#### [Task directions]
The response should hold each line from the entries below where "villa" is found.

(Records from a data collection)
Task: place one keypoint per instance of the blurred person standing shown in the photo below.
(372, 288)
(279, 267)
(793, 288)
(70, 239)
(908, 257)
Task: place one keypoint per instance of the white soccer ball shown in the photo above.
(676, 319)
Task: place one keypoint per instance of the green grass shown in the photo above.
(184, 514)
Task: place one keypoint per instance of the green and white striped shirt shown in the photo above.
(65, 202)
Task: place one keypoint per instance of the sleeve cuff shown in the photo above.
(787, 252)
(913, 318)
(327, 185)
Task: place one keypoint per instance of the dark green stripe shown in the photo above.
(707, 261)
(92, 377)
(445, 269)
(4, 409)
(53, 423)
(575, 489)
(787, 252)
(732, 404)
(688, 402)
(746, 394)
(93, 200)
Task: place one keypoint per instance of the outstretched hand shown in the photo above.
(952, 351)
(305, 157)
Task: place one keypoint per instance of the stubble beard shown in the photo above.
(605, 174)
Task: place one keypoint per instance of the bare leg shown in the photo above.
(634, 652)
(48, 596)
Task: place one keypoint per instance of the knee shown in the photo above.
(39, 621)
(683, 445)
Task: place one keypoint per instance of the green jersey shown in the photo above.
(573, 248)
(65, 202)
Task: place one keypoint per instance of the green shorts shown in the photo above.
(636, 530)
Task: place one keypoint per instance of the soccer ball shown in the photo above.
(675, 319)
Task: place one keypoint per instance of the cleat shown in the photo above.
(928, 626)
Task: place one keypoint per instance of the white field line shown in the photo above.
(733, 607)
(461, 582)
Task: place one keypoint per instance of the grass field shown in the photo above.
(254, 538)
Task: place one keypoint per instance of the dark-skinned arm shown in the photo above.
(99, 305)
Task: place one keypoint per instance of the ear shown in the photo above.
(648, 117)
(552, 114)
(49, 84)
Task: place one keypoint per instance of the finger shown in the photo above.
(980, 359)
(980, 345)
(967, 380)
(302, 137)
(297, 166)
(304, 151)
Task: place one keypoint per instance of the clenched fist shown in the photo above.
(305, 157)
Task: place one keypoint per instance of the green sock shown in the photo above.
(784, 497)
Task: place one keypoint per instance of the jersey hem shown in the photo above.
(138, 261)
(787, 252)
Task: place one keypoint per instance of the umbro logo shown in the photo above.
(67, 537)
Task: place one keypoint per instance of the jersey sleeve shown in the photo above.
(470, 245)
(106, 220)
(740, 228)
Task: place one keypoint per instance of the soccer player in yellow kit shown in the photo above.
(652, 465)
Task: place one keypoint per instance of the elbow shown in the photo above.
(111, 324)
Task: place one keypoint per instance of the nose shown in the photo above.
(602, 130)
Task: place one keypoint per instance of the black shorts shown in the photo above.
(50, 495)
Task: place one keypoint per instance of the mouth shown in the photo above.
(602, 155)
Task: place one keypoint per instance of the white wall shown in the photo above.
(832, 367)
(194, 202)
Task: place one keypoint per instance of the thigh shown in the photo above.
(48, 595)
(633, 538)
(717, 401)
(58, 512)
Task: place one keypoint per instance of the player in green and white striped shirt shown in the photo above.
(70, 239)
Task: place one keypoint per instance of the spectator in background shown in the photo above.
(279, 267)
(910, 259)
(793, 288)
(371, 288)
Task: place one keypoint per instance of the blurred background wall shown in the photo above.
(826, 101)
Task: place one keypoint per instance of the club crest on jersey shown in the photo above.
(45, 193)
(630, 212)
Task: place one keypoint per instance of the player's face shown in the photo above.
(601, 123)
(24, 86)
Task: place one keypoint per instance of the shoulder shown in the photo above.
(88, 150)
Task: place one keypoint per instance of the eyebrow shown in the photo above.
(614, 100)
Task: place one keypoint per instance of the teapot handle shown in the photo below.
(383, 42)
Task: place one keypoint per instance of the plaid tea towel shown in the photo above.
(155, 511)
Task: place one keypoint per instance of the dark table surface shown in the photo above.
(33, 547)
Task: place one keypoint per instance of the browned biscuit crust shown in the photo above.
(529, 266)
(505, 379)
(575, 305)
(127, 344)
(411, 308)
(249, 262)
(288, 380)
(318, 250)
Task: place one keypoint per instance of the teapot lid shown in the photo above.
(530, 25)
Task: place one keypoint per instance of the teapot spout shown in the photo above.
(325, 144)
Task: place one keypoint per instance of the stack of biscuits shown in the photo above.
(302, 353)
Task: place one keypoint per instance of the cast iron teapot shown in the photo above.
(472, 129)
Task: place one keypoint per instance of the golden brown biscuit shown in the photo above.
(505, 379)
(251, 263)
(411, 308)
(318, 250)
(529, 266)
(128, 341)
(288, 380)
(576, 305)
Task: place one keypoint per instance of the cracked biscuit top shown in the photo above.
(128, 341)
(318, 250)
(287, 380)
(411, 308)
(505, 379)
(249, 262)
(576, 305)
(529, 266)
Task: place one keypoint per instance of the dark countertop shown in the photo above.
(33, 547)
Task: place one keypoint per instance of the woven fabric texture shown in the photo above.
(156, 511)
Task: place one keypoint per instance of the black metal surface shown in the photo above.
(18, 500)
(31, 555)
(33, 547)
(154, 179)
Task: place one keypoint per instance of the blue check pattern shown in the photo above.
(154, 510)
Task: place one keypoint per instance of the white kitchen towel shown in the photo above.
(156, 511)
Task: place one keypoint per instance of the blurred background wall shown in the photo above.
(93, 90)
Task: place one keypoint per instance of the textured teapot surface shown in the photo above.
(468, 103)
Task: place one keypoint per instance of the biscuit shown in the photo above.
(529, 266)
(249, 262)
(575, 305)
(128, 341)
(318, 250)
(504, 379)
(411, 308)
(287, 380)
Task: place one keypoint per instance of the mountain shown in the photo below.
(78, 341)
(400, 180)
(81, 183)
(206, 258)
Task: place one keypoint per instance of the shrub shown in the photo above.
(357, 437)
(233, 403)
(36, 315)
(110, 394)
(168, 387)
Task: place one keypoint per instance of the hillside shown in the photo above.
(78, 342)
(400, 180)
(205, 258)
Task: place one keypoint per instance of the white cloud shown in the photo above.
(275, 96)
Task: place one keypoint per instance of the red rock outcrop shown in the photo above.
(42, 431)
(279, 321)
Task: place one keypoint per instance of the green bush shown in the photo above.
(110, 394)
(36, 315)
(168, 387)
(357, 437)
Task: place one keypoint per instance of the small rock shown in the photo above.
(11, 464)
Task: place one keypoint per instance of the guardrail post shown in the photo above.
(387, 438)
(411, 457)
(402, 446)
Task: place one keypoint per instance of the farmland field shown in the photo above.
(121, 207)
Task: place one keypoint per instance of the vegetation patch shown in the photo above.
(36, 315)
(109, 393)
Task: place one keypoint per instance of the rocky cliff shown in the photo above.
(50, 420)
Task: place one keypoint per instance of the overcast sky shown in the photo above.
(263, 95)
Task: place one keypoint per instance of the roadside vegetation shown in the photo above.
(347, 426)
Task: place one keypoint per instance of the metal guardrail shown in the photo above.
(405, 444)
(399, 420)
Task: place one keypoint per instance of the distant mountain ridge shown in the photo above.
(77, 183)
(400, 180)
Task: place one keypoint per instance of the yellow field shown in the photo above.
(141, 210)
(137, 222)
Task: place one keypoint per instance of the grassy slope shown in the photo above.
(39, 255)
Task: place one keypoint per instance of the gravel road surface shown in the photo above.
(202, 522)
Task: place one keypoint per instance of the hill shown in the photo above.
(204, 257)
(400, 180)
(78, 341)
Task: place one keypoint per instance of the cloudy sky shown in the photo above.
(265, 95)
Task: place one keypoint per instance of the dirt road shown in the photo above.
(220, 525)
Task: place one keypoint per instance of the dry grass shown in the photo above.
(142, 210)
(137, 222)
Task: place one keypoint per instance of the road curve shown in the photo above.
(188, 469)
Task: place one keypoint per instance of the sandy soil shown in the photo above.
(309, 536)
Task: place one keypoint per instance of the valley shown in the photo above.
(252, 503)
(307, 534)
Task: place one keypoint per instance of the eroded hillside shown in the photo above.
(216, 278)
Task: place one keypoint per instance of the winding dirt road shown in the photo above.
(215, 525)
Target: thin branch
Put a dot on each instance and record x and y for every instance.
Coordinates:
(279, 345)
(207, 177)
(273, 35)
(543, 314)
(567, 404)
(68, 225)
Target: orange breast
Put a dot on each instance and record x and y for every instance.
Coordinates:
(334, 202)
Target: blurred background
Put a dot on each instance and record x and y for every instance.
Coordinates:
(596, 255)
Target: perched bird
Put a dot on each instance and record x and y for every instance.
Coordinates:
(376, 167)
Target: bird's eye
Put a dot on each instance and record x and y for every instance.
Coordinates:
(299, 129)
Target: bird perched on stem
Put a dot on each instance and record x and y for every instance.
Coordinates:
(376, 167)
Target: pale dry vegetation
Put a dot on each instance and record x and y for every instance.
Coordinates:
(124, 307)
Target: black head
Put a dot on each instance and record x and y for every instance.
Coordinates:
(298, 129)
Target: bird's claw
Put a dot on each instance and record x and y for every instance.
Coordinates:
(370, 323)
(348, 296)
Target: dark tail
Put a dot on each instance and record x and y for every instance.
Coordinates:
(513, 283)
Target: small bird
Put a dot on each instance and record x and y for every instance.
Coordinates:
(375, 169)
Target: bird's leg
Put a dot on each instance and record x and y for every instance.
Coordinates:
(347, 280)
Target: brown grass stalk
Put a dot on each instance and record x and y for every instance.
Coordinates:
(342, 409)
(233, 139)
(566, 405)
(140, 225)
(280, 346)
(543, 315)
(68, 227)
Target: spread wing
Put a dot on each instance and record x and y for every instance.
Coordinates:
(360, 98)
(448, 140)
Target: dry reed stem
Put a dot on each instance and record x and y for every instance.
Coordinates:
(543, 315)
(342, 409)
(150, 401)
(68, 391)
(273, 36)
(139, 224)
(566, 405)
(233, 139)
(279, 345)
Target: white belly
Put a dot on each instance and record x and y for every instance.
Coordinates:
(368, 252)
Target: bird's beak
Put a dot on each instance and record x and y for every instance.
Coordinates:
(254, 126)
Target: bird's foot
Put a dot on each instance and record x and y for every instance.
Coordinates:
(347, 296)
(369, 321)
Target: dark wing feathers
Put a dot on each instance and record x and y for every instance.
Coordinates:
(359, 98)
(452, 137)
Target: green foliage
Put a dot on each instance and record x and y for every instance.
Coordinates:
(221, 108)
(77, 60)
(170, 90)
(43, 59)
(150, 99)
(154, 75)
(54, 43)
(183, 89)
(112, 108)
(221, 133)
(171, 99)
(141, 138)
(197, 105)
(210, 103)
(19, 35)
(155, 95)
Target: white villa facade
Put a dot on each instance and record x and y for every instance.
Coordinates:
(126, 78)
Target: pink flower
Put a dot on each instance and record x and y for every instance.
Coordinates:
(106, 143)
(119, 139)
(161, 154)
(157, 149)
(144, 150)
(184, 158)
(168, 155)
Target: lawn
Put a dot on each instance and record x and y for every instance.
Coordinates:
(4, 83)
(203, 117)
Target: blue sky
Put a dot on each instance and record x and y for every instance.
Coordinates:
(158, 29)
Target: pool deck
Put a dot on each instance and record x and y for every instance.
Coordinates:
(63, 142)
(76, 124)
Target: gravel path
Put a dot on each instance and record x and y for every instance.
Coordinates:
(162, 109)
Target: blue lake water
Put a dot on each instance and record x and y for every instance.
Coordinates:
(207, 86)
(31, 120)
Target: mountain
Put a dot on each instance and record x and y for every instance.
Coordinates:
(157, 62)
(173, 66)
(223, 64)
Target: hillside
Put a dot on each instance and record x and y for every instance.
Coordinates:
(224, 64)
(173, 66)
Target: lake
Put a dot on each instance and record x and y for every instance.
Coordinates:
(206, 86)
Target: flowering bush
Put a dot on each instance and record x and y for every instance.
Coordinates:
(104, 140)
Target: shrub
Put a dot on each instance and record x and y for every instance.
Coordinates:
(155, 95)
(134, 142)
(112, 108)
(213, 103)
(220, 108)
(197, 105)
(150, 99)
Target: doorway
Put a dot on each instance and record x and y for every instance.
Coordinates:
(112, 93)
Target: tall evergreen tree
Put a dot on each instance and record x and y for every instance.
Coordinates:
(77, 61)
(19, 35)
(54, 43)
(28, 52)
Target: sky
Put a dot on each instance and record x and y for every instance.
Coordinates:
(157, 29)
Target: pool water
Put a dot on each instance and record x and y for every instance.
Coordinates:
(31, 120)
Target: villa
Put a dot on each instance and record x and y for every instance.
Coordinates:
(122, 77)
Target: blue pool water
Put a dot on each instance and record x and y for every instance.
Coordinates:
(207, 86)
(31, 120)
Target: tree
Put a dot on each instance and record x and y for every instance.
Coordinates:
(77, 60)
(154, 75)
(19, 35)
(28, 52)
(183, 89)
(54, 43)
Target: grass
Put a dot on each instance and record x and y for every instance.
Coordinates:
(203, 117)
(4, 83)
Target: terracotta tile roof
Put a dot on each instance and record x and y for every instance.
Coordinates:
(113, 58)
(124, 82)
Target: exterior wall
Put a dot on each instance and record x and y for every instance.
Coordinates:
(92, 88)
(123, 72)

#### [Solution to this task]
Target: white villa facade
Target: villa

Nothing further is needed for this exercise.